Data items
--- BEGIN ---
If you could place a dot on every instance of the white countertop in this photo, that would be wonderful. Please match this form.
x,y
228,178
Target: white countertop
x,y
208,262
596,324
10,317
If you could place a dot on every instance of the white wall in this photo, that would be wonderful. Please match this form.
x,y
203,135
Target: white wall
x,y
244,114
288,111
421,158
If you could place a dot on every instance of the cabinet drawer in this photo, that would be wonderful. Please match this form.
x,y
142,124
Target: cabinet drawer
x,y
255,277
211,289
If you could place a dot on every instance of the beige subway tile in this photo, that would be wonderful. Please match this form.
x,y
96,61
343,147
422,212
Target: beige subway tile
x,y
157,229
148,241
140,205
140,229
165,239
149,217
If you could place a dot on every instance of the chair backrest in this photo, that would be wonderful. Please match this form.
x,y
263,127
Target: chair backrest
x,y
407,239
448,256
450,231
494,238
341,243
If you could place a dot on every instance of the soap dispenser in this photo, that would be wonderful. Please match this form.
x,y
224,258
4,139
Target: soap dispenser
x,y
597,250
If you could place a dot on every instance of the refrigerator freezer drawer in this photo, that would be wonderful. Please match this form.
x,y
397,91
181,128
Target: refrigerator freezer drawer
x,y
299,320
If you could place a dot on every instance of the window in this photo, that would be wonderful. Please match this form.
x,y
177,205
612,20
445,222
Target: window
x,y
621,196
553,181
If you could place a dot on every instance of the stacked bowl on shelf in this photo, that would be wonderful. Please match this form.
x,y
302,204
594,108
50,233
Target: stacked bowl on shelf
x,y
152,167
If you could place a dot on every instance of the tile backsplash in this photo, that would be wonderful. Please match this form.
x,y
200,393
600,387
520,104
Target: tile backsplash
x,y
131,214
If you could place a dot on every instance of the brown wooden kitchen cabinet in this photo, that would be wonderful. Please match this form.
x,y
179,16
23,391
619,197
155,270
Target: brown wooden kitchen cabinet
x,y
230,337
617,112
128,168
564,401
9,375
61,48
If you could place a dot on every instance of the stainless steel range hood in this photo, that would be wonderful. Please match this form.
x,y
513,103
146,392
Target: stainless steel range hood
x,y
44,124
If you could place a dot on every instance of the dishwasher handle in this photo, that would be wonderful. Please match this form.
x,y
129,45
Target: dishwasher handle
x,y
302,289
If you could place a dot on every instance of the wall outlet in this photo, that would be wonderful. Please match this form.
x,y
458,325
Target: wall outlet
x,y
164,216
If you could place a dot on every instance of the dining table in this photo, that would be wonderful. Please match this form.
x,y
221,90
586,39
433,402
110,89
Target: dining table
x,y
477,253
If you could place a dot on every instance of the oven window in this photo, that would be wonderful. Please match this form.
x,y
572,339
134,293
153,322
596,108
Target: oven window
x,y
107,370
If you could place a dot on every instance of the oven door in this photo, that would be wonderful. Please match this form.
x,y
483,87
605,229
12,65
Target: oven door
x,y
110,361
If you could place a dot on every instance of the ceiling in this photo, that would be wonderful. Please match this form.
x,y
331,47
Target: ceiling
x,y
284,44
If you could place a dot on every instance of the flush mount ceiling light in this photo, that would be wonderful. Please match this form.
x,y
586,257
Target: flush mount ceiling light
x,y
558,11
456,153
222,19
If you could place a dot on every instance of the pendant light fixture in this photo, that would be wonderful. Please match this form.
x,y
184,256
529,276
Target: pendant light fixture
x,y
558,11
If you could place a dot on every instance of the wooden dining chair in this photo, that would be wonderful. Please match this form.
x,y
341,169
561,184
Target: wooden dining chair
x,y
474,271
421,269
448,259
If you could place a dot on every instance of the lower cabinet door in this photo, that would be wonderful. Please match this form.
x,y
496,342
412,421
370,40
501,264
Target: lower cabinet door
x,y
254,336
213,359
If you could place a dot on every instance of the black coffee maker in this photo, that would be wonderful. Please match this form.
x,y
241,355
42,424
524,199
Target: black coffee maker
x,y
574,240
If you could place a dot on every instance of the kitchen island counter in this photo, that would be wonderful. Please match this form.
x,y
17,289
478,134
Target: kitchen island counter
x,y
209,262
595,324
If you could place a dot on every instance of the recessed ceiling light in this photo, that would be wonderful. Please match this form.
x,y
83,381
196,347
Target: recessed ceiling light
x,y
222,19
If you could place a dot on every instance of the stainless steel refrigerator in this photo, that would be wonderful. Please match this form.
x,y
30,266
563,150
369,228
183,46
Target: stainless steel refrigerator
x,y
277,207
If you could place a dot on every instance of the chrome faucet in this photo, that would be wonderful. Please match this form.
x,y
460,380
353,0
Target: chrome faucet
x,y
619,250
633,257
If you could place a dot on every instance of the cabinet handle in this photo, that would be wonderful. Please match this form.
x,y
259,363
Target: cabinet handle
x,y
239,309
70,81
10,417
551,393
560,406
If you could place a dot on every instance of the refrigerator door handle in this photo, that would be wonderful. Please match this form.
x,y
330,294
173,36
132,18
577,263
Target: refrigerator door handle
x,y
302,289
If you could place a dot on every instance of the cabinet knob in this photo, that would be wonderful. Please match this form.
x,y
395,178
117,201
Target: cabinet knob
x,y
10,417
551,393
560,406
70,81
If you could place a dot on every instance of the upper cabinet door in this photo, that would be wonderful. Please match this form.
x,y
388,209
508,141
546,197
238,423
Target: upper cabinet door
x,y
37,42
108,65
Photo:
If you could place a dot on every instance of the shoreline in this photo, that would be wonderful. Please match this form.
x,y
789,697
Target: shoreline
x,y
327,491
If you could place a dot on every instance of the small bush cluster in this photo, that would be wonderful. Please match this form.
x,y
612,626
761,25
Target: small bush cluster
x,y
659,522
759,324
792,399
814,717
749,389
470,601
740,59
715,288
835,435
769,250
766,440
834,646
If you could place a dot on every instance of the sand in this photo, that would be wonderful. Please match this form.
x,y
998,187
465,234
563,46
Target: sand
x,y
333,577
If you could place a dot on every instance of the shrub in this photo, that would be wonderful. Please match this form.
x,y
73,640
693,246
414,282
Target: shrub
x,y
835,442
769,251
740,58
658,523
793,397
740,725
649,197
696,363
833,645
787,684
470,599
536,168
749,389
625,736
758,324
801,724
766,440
--- END ---
--- BEGIN ---
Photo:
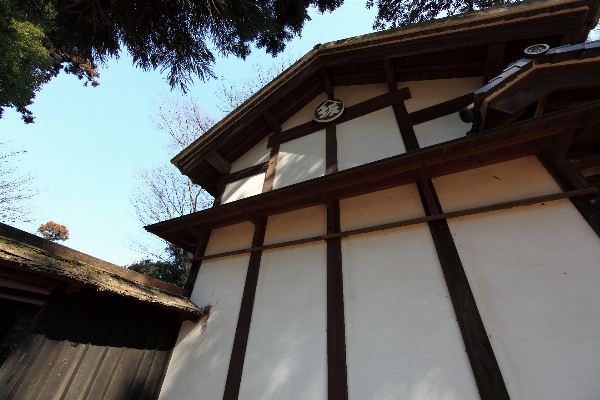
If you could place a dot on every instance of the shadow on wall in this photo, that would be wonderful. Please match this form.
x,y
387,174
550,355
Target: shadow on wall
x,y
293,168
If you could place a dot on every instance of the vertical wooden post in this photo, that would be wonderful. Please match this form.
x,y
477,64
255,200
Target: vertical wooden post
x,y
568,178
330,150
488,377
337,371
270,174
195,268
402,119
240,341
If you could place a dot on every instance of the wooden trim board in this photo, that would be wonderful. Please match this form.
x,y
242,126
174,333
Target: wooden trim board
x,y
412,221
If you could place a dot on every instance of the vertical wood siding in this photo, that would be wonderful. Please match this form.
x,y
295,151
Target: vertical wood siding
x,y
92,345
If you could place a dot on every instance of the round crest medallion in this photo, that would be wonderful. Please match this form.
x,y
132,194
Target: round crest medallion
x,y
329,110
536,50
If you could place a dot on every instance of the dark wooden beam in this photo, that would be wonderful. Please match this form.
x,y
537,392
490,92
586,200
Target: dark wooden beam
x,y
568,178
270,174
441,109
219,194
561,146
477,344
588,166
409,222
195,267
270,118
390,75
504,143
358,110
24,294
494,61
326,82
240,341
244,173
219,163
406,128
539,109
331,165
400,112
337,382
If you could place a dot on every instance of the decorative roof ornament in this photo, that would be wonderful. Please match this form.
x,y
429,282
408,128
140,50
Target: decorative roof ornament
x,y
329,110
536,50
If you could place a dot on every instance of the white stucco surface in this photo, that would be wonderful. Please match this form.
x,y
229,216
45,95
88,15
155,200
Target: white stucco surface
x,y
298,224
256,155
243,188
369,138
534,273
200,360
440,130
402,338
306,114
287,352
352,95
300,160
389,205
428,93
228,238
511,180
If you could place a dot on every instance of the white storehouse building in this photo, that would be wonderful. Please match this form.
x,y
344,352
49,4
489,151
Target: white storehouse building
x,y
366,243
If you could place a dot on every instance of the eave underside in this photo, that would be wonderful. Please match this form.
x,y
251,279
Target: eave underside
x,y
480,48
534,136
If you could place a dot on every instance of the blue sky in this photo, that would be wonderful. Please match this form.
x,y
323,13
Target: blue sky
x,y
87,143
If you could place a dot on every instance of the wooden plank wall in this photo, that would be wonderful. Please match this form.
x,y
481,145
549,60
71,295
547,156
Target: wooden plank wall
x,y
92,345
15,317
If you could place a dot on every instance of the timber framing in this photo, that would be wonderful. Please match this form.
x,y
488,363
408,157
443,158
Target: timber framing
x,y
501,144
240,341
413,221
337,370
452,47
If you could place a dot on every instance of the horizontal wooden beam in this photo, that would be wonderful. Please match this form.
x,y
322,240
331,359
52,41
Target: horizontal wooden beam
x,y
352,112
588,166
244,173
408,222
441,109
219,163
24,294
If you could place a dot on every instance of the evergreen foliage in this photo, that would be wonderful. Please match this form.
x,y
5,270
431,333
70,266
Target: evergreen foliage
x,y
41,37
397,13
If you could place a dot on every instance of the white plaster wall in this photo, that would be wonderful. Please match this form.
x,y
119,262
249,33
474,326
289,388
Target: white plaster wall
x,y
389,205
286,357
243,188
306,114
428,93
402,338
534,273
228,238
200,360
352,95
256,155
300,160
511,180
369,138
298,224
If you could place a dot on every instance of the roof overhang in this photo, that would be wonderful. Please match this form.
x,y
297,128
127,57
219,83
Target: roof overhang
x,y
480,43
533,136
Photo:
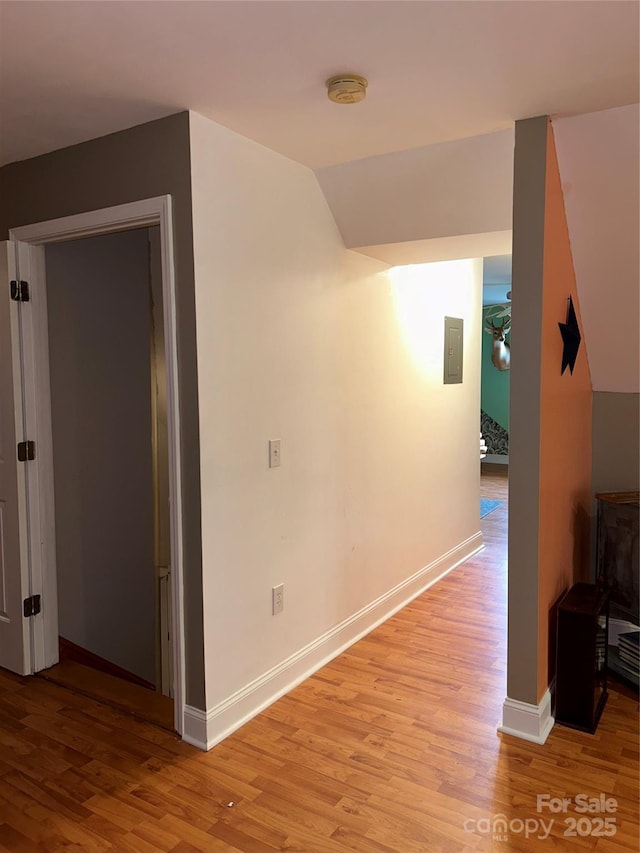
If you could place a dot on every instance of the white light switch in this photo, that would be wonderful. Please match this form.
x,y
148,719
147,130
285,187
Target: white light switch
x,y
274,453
--- END ---
Copy out each line of the listing above that contains the string "evergreen".

> [Full output]:
If you could place a dot on every instance of the evergreen foliage in this photo, that would be wonderful. Please match this form.
Target: evergreen foliage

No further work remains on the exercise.